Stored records
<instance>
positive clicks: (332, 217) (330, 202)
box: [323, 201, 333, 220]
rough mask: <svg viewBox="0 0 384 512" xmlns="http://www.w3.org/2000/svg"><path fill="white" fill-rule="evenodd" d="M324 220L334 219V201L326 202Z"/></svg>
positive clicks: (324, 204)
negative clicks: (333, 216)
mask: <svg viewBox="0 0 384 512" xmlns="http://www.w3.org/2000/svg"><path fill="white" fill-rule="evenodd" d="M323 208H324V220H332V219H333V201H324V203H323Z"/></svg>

...

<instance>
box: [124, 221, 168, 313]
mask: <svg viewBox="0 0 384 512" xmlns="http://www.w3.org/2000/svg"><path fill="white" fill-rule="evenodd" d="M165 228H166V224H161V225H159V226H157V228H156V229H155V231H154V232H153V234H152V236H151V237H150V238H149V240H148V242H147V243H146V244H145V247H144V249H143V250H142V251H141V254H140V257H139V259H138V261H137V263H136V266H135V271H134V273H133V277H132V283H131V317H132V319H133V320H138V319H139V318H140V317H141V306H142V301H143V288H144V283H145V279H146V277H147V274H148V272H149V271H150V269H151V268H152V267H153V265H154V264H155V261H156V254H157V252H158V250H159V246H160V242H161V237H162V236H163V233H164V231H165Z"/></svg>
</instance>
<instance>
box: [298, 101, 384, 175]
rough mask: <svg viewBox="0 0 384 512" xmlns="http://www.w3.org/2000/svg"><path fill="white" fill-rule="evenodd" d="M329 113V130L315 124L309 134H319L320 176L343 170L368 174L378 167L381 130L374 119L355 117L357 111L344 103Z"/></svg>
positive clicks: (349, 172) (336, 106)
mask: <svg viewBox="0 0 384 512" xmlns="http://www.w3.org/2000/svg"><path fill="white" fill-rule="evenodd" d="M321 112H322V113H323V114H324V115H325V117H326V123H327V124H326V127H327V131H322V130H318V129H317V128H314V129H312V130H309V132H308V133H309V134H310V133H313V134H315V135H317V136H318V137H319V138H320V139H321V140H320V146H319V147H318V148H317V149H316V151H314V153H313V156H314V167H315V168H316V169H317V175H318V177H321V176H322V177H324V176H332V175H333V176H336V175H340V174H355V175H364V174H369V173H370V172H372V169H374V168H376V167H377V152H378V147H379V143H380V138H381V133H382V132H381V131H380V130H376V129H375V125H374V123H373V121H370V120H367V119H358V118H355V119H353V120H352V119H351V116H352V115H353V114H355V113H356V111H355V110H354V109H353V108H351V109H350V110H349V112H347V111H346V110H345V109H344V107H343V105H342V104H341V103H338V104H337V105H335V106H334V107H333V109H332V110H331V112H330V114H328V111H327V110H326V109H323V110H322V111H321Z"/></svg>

Task to complete » Reproduce verbatim the stretch of the records from the line containing "</instance>" through the line containing "positive clicks: (349, 172) (336, 106)", both ends included.

Exercise answer »
</instance>
<instance>
box: [298, 101, 384, 175]
rough mask: <svg viewBox="0 0 384 512" xmlns="http://www.w3.org/2000/svg"><path fill="white" fill-rule="evenodd" d="M329 113V130L315 124L309 134H319L320 176L343 170L368 174L378 167L381 130L374 119L355 117L357 111L344 103Z"/></svg>
positive clicks: (349, 172) (336, 106)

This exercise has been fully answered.